> _Extrait_:
......
Au Festival de Cannes 2024, la Leçon de musique Sacem célébrait les 25 ans d'un binôme compositeur-cinéaste emblématique, Philippe Rombi et François Ozon. Pour un large public, la découverte du compositeur est liée à celle du cinéma de François Ozon, avec d’abord Les Amants criminels, puis Sous le sable, en 2001.

Depuis, avec Ozon, c’est un mariage non-exclusif mais d’une grande fidélité : treize longs-métrages, au fil d’une collaboration sans cesse réactivée par la diversité des sujets qu'aborde le metteur en scène. La dialectique du vrai et du faux, les trompe-l'œil sur l’identité, le dédoublement trouvent chez Rombi un lyrisme trouble, sinon ambigu, en faux-semblants.

Dans ce premier podcast, animé par Stéphane Lerouge, les deux créateurs remontent à la source de leur rencontre fondatrice, à ce moment charnière où, à 30 ans, ils ont démarré ensemble, au même moment, au même endroit.


Hébergé par Ausha. Visitez ausha.co/politique-de-confidentialite pour plus d'informations.

Transcription

  • Speaker #0

    Les grands entretiens du musée de la SACEM avec Stéphane Lerouge.
......
> _Consigne 1_:
Répondez aux questions suivantes sur le passage consacré à Philippe Rombi et François Ozon :
(a) Quel événement a célébré les 25 ans du binôme, et dans quel cadre ?
(b) Combien de longs-métrages compte leur collaboration ?
(c) Qui anime le premier podcast ?

Enregistrements d'un jeu d'annotation par points:
......
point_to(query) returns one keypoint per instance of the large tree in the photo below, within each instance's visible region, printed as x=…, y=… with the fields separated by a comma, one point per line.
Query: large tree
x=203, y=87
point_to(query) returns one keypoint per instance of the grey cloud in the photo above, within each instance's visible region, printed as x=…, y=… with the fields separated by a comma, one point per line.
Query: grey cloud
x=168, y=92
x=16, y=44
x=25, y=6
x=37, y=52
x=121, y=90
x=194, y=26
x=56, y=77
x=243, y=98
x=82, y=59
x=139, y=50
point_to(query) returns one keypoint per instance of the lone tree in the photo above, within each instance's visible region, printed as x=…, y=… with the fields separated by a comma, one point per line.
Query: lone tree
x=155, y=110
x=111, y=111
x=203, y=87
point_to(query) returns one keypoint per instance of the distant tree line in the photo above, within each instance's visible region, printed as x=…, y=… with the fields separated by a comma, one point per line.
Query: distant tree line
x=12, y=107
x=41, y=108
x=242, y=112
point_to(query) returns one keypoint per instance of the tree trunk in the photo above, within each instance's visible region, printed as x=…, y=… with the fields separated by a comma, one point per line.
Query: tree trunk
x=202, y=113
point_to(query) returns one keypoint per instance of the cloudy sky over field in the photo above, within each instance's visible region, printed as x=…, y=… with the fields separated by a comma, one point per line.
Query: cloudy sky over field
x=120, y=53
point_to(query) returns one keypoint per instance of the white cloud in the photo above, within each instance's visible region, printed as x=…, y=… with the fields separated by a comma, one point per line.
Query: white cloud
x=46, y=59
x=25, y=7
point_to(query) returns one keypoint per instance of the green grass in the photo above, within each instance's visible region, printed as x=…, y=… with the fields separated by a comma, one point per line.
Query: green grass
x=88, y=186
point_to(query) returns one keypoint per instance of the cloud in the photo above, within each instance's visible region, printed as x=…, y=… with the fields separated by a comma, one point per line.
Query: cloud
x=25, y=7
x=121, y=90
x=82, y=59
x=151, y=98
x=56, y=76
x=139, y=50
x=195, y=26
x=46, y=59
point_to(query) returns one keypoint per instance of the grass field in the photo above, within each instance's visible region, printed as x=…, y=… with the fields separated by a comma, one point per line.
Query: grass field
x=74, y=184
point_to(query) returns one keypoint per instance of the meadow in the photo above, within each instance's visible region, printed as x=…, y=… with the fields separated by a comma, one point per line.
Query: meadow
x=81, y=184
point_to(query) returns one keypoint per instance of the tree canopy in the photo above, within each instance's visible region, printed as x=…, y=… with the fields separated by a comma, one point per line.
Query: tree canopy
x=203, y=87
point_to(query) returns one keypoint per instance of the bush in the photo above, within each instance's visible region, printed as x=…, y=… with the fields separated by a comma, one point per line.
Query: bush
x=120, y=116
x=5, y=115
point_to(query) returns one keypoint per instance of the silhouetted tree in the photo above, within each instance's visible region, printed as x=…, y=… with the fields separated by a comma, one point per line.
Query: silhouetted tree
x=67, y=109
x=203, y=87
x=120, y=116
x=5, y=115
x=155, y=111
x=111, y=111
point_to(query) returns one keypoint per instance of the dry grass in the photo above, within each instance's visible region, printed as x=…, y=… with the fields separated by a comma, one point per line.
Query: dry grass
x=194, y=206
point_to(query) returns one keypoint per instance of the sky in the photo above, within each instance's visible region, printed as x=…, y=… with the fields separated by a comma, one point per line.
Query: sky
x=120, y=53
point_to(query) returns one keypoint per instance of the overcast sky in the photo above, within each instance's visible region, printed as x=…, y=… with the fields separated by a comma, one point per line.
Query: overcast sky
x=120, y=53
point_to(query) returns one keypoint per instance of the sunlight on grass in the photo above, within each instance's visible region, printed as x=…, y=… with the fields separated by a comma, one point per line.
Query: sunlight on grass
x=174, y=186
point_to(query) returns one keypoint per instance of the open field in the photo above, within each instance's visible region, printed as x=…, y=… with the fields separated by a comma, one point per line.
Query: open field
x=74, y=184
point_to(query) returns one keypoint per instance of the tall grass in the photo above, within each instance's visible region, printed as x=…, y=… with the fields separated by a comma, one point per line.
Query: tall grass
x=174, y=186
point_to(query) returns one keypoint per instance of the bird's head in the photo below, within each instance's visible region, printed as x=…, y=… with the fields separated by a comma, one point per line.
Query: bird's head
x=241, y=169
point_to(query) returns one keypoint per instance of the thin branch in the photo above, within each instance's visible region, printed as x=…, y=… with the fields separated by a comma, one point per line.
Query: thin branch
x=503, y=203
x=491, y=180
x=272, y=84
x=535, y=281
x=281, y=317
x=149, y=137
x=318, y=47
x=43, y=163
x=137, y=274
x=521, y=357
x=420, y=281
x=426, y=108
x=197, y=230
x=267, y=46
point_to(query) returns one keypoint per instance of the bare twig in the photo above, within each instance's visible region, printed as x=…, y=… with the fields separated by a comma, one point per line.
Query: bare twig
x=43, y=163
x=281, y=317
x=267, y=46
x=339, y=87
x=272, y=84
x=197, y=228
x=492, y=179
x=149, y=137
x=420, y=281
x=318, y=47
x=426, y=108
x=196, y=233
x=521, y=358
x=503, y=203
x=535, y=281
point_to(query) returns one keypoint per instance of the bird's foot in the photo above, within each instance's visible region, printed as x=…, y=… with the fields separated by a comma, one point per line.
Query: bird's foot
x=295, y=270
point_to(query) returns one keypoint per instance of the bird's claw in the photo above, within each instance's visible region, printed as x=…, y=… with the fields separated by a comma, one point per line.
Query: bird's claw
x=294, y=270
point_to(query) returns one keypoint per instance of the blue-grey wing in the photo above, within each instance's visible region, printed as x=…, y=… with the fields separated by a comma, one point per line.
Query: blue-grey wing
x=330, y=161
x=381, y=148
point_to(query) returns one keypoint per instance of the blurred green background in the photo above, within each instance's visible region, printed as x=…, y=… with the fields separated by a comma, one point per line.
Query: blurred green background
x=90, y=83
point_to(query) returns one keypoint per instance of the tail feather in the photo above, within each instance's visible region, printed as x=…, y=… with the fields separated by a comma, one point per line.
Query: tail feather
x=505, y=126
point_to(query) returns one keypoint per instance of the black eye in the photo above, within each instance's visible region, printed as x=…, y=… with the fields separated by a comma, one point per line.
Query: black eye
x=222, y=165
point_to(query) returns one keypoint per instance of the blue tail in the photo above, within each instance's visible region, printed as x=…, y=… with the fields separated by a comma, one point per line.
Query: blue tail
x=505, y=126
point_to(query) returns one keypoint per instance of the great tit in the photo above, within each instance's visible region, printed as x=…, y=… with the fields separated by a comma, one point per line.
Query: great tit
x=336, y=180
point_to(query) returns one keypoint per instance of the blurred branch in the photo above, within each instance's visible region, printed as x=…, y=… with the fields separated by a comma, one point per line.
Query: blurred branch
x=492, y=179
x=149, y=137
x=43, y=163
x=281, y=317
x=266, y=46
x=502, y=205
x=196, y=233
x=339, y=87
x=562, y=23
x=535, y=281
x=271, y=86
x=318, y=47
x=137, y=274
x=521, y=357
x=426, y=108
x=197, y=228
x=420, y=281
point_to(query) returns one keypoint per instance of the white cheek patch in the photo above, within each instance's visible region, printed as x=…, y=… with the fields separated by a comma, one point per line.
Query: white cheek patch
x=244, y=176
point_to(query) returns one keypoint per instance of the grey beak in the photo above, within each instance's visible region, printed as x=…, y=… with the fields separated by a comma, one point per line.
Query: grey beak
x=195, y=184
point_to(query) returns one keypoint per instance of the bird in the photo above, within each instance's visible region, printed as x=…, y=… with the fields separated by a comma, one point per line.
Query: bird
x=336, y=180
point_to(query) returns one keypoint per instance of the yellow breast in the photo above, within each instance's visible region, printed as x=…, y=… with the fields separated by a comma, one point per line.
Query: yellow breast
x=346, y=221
......
> _Consigne 2_: Réécrivez les enregistrements de la ligne contenant "the tree trunk" à la ligne contenant "x=81, y=184", en remplaçant "keypoint" par "anchor point" sans rien modifier d'autre.

> _Réponse complète 1_:
(a) La Leçon de musique Sacem, au Festival de Cannes 2024.
(b) Treize longs-métrages.
(c) Stéphane Lerouge.

> _Réponse complète 2_:
point_to(query) returns one anchor point per instance of the tree trunk in the photo above, within each instance's visible region, printed as x=…, y=… with the fields separated by a comma, one point per line.
Query: tree trunk
x=202, y=113
point_to(query) returns one anchor point per instance of the cloudy sky over field in the photo above, within each instance's visible region, printed as x=…, y=… with the fields separated by a comma, one point per line.
Query: cloudy sky over field
x=120, y=53
point_to(query) returns one anchor point per instance of the white cloud in the photo above, within each instance's visible region, printed as x=…, y=… with the fields separated by a comma, one point per line.
Query: white cloud
x=46, y=59
x=25, y=7
point_to(query) returns one anchor point per instance of the green grass in the photo above, within each instance's visible region, printed as x=…, y=… with the fields separated by a comma, one point per line.
Query: green grass
x=88, y=186
point_to(query) returns one anchor point per instance of the cloud in the photo above, within each instance's visible region, printed as x=…, y=… with the fields separated by a comma, one point per line.
Query: cloud
x=25, y=7
x=121, y=90
x=82, y=59
x=151, y=98
x=56, y=76
x=139, y=50
x=195, y=26
x=46, y=59
point_to(query) returns one anchor point per instance of the grass field in the photo above, within each instance's visible region, printed as x=…, y=… with the fields separated by a comma, one point per line.
Query: grass field
x=74, y=184
point_to(query) returns one anchor point per instance of the meadow in the photo above, within each instance's visible region, printed as x=…, y=… with the fields separated by a comma, one point per line.
Query: meadow
x=81, y=184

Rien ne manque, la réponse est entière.